##### SELECTED EXCERPT
You had a couple belts last night and you’ve waken up in a fog. You’re parched, nauseous, and there’s something funny going on with your head. Let’s face it– you’re hungover.

You’ll likely remain in bed and go with the channel-surfing/hydration combo until the world starts to seem a bit more rosy– unless of course you have to go to work, in which case your personal brand of misery will be impressed upon us all.

Your productivity will lag due to your clouded thought process, so hopefully you’re performing some menial assembly line task. I certainly hope you’re not a… gulp… Surgeon…

USNews:  Surgeons who drink to excess the night before they operate are more likely to make errors the next day, even as late as four in the afternoon, according to a novel experiment described in a recent Irish study.

Given the debilitating nature of your standard hangover, you’d think this would fall under the category of “this is common sense, of course you want to be as sharp as possible while operating on patients,” but I guess we needed this Irish study to enlighten us.

And I guess we need some new legislation for our scalpel-wielding winos.

Unlike airline pilots, who have had to follow a “bottle-to-throttle” mandate restricting drinking before flights since 1971, surgeons have no “bottle-to-scalpel” rule.

In the medical profession, “doctors are expected to be substance-free all the time on the job, but there’s no real rule of [drinking alcohol outside of work hours],” said Dr. Albert Wu, professor of health policy and management at Johns Hopkins University Bloomberg School of Public Health in Baltimore. “If their findings are replicated, it would reasonable to [restrict] alcohol consumption ‘x’ hours before assuming duty.”

As Spiderman taught us: With great power comes great responsibility.

While the occasional escape from the pressures of life may have some value, it is a matter of life or death once the slicing begins. Let’s give these highly educated men-of-precision a chance to right the ship before we officially replace them with their sober counterparts, robots.
##########
■ THE TASK:
Reproduce the section of the post about hungover surgeons that opens with the words containing "Given the debilitating" and closes with "for our scalpel-wielding winos.". The listing that comes next is separate material and has no connection to the post about hungover surgeons.
##### MATERIAL SHOWN
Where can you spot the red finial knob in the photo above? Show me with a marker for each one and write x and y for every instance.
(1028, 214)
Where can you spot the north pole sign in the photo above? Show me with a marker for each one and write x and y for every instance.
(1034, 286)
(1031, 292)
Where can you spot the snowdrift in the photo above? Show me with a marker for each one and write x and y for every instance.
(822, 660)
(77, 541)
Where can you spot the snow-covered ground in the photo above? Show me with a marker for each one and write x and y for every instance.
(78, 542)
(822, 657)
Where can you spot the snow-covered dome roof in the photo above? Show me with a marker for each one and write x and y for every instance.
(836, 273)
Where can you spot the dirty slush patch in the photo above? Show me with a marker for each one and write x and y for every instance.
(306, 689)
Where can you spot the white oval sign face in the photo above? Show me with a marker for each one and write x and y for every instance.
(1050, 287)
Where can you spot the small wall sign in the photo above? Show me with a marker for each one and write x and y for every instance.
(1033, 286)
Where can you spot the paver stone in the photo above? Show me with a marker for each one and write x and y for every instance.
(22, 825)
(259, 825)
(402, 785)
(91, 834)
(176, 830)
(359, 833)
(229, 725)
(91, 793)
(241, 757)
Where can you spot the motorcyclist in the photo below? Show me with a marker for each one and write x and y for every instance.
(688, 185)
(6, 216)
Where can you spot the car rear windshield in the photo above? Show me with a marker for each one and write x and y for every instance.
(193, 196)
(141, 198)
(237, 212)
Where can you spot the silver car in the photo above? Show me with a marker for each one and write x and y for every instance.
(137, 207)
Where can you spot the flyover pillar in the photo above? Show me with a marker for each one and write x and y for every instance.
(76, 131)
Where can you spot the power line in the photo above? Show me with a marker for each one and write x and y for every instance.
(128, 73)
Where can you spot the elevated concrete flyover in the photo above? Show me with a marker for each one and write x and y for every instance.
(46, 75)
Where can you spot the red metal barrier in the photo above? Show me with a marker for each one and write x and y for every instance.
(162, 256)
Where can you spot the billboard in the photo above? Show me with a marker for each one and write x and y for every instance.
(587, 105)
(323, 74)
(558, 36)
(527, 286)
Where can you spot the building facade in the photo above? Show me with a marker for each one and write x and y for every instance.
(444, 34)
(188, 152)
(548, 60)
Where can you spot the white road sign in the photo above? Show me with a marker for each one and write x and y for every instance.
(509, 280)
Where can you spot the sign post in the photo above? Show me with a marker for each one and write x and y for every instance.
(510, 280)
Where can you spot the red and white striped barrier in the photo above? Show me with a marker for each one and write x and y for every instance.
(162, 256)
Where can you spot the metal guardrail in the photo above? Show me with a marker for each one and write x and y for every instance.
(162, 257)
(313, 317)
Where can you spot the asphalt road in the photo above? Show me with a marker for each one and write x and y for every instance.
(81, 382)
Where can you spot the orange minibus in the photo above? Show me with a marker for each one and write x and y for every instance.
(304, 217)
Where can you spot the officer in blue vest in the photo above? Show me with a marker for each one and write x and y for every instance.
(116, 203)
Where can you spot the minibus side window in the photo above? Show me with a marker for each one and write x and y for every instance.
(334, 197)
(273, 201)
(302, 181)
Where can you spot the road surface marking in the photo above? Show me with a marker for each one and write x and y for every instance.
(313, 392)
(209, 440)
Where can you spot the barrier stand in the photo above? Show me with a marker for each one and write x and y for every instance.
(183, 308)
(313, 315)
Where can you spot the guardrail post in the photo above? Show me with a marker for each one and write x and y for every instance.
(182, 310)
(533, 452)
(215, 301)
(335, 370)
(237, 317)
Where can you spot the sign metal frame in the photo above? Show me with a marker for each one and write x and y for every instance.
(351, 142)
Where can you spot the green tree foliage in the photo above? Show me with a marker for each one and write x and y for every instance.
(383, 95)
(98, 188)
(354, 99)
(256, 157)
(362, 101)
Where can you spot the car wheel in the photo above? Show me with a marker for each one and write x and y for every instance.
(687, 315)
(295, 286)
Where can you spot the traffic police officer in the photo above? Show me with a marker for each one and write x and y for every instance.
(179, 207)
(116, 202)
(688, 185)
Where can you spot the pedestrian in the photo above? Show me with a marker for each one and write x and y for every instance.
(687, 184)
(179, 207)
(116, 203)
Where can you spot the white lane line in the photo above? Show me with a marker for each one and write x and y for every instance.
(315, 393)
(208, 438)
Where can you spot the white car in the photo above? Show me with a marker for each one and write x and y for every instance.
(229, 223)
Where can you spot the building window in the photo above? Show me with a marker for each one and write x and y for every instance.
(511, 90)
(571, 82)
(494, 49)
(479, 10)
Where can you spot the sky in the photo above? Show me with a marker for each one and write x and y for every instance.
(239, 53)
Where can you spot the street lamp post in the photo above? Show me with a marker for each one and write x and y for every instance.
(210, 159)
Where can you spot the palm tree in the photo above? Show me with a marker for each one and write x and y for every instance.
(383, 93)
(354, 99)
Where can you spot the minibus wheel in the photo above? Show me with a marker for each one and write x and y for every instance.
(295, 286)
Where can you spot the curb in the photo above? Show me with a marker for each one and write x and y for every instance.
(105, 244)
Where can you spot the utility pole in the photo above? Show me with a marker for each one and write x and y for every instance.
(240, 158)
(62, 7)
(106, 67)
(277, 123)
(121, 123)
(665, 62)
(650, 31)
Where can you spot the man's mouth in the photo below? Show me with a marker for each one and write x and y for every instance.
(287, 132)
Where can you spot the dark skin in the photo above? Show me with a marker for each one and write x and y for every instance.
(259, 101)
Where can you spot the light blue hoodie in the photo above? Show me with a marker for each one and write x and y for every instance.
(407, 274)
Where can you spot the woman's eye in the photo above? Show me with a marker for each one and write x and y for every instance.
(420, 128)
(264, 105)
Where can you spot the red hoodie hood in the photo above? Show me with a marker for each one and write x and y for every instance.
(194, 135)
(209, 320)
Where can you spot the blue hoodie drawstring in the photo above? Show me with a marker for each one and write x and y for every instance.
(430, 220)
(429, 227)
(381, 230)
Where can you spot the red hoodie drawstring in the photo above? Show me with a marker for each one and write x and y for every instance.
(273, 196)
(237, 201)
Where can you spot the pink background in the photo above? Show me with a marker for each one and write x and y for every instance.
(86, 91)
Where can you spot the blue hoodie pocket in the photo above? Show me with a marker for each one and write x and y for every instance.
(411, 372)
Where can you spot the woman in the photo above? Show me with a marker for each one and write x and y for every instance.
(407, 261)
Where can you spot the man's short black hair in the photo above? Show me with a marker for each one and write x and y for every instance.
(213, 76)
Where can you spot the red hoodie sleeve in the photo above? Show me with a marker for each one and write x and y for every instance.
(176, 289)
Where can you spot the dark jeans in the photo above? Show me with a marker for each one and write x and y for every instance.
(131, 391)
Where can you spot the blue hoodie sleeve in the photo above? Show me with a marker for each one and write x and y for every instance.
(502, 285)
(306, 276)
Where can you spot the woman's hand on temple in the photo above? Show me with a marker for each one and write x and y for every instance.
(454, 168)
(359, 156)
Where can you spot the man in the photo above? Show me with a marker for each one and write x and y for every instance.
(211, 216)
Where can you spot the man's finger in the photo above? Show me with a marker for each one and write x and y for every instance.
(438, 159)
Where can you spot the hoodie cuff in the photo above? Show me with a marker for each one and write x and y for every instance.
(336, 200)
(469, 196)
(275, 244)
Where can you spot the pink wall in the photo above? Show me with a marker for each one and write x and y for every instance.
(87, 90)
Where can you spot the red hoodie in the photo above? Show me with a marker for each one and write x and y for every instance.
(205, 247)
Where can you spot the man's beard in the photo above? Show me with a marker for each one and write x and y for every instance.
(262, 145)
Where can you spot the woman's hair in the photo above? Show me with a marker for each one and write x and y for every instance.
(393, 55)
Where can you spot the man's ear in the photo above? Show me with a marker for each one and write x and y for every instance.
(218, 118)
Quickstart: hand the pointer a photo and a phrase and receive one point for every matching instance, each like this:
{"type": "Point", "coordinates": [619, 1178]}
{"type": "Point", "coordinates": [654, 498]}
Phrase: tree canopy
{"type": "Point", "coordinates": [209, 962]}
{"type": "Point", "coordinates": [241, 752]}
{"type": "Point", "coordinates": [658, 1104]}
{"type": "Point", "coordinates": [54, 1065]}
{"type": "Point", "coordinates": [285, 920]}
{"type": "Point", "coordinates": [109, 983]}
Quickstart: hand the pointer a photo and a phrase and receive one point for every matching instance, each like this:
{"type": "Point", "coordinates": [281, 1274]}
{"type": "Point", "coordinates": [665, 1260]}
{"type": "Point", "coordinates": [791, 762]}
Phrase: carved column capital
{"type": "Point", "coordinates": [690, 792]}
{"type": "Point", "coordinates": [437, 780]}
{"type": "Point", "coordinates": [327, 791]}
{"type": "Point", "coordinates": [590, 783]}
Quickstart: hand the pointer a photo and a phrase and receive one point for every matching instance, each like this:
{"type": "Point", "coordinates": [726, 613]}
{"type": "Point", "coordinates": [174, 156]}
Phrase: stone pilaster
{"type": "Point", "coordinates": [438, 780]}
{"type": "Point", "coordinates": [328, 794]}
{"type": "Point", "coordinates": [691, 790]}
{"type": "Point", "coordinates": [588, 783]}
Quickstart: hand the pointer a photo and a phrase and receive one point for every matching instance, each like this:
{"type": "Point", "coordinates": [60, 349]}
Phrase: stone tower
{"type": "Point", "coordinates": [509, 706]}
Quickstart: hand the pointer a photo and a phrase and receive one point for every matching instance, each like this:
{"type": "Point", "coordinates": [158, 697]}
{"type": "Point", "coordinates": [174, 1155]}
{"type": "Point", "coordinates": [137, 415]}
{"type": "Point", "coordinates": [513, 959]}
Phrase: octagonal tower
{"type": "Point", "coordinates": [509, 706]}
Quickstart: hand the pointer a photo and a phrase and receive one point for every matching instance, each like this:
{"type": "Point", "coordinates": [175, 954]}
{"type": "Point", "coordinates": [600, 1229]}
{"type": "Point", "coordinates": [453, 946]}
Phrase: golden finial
##########
■ EXERCISE OUTPUT:
Given the debilitating nature of your standard hangover, you’d think this would fall under the category of “this is common sense, of course you want to be as sharp as possible while operating on patients,” but I guess we needed this Irish study to enlighten us.

And I guess we need some new legislation for our scalpel-wielding winos.